» Given problem
Copy every line, leaving nothing out and adding nothing.

» Given data

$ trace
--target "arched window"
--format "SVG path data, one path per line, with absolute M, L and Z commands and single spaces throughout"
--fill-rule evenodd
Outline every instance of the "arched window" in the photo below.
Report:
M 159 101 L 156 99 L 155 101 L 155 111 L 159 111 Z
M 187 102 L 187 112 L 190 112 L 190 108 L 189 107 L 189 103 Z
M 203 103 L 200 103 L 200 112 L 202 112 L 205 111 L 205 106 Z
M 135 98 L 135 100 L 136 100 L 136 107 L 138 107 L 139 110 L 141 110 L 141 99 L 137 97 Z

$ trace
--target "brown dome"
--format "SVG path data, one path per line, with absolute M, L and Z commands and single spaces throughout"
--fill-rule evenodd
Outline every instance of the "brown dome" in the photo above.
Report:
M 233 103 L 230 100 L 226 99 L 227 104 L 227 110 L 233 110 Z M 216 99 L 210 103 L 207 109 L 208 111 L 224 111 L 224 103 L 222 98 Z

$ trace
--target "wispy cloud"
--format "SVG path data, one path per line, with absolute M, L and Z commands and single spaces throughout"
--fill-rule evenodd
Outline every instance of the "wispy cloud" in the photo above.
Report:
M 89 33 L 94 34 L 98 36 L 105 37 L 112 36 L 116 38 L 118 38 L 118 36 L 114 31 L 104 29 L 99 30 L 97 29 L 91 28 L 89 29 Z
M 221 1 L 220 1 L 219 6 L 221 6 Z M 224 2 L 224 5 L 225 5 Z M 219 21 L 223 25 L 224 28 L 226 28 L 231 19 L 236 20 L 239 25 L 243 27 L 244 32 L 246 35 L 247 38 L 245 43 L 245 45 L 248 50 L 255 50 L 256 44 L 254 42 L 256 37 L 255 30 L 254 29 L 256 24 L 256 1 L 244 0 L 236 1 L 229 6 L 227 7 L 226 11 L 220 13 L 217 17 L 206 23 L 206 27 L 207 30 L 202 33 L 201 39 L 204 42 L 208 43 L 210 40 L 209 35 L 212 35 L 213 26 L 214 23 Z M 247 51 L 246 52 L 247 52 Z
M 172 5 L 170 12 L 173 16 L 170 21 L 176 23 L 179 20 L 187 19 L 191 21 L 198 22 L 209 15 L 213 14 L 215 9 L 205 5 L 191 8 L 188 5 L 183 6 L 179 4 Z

» Exercise output
$ trace
--target "arched window"
--format "SVG path data, one path per line, with absolute M, L and Z commands and single spaces throughout"
--fill-rule evenodd
Outline every instance of the "arched window" in the photo below.
Report:
M 159 101 L 156 99 L 155 101 L 155 111 L 159 111 Z
M 187 102 L 187 112 L 190 112 L 190 108 L 189 107 L 189 103 Z
M 203 103 L 200 103 L 200 112 L 202 112 L 205 111 L 205 106 Z
M 135 98 L 135 100 L 136 100 L 136 107 L 138 107 L 139 110 L 141 110 L 141 99 L 137 97 Z

$ trace
--target "brown dome"
--format "SVG path data, one path per line, with absolute M, L and Z commands and single spaces throughout"
--fill-rule evenodd
Outline every instance of the "brown dome" in the photo above.
Report:
M 233 103 L 230 100 L 226 99 L 227 104 L 227 110 L 233 110 Z M 216 99 L 210 103 L 207 109 L 208 111 L 224 111 L 224 103 L 222 98 Z

$ trace
--target "wispy cloud"
--format "SVG path data, one path per line, with absolute M, L and Z commands and single spaces throughout"
--fill-rule evenodd
Outline every instance of the "wispy cloud" in the photo above.
Report:
M 89 33 L 94 34 L 98 36 L 105 37 L 112 36 L 116 38 L 118 38 L 118 36 L 114 31 L 104 29 L 99 30 L 97 29 L 91 28 L 89 29 Z
M 221 1 L 220 1 L 219 6 L 221 6 Z M 224 2 L 224 5 L 225 5 Z M 219 21 L 223 25 L 224 28 L 226 28 L 231 19 L 236 20 L 239 25 L 243 27 L 244 32 L 246 35 L 247 38 L 245 43 L 245 45 L 248 50 L 255 50 L 256 44 L 254 42 L 256 37 L 255 30 L 254 29 L 256 24 L 256 1 L 244 0 L 236 1 L 229 6 L 227 7 L 226 11 L 220 13 L 217 17 L 206 23 L 206 27 L 207 30 L 202 33 L 201 39 L 204 42 L 208 43 L 210 40 L 209 35 L 212 35 L 213 26 L 214 23 Z M 247 51 L 246 52 L 247 52 Z
M 172 5 L 170 12 L 173 16 L 170 21 L 176 23 L 179 20 L 187 19 L 191 21 L 198 22 L 209 15 L 213 14 L 215 9 L 205 5 L 191 8 L 188 5 L 183 6 L 179 4 Z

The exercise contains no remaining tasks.